---------- GIVEN PASSAGE ----------
Study: States With Same-Sex Marriage Laws Tied to Fewer Teen Suicide Attempts
Researchers believe the laws lift a mental burden that sexual minority students may feel.
BY ANDREW M. SEAMAN
(Reuters Health)
Enacting policies that promote equality, like same-sex marriage laws, may ease the mental burdens on lesbian, gay and bisexual young people, a new U.S. study suggests.
Researchers found that in states where same-sex marriage became legal, there was a drop in suicide attempts by high school students, especially among sexual minority students.
"I hope policymakers and the public are aware that the social policies that govern LGBT rights can have an impact on child welfare and wellbeing," said lead author Julia Raifman, a public health researcher at the Johns Hopkins Bloomberg School of Public Health in Baltimore.
The first state to legalize same-sex marriage was Massachusetts, in 2003. Thirty five states had done so by June 2015, when the U.S. Supreme Court made it legal nationwide.
"I was really interested in how equal rights for LGBT populations affected health outcomes," Raifman told Reuters Health.
The staggered implementation of same-sex marriage in different states offered an opportunity to examine the relationship between policy changes and health outcomes, she added.
Suicide is the second most common cause of death among people between 15 and 24 years old, Raifman's team writes in JAMA Pediatrics, and lesbian, gay and bisexual (LGB) teens are at a significantly heightened risk for suicide attempts.
---------- MATERIAL SUPPLIED ----------
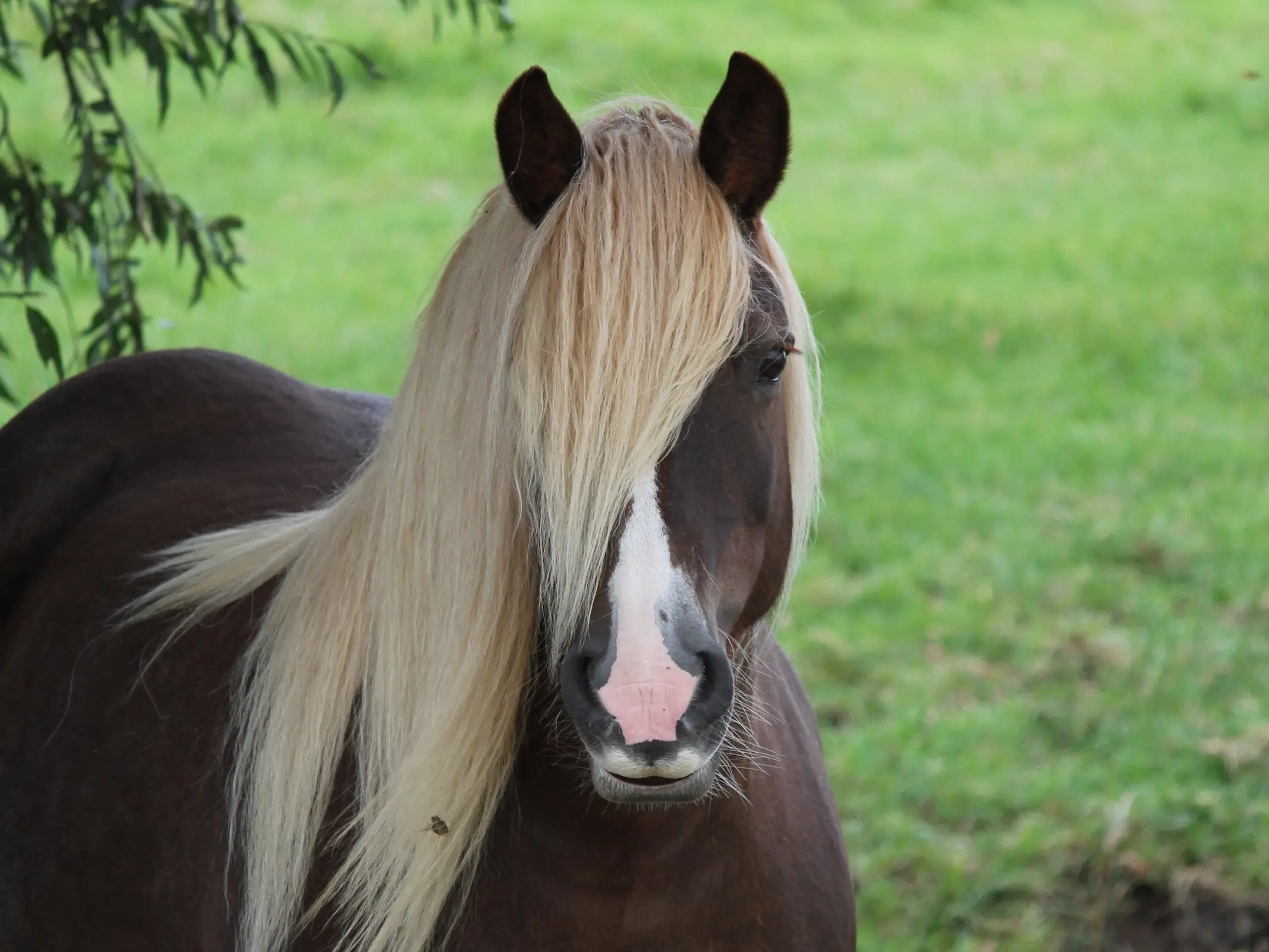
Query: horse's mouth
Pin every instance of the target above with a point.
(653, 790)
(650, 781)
----------
---------- MATERIAL SUPPLIED ----------
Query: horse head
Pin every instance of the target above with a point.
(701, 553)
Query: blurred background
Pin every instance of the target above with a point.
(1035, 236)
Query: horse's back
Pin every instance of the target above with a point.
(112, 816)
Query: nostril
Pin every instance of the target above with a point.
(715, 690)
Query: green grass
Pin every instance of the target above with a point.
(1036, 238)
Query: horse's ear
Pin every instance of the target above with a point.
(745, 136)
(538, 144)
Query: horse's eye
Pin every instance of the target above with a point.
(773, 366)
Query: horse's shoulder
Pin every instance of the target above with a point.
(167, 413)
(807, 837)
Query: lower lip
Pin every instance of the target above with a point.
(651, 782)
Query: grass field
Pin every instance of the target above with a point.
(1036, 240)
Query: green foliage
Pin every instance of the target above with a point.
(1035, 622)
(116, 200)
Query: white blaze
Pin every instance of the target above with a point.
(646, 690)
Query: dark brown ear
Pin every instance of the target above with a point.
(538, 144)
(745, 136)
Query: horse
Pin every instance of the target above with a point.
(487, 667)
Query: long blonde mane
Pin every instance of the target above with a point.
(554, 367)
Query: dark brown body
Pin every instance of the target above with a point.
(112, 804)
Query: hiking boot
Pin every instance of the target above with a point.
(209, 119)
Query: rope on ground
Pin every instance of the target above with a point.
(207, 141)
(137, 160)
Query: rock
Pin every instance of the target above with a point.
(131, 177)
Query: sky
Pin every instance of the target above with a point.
----------
• **DIRECTIONS FOR THIS TASK**
According to the Reuters Health article on same-sex marriage laws and teen suicide attempts, which state legalized same-sex marriage first, and in what year? Please answer in one sentence. None of the items above matter here.

• **RESPONSE BELOW**
Massachusetts was the first state to legalize same-sex marriage, in 2003.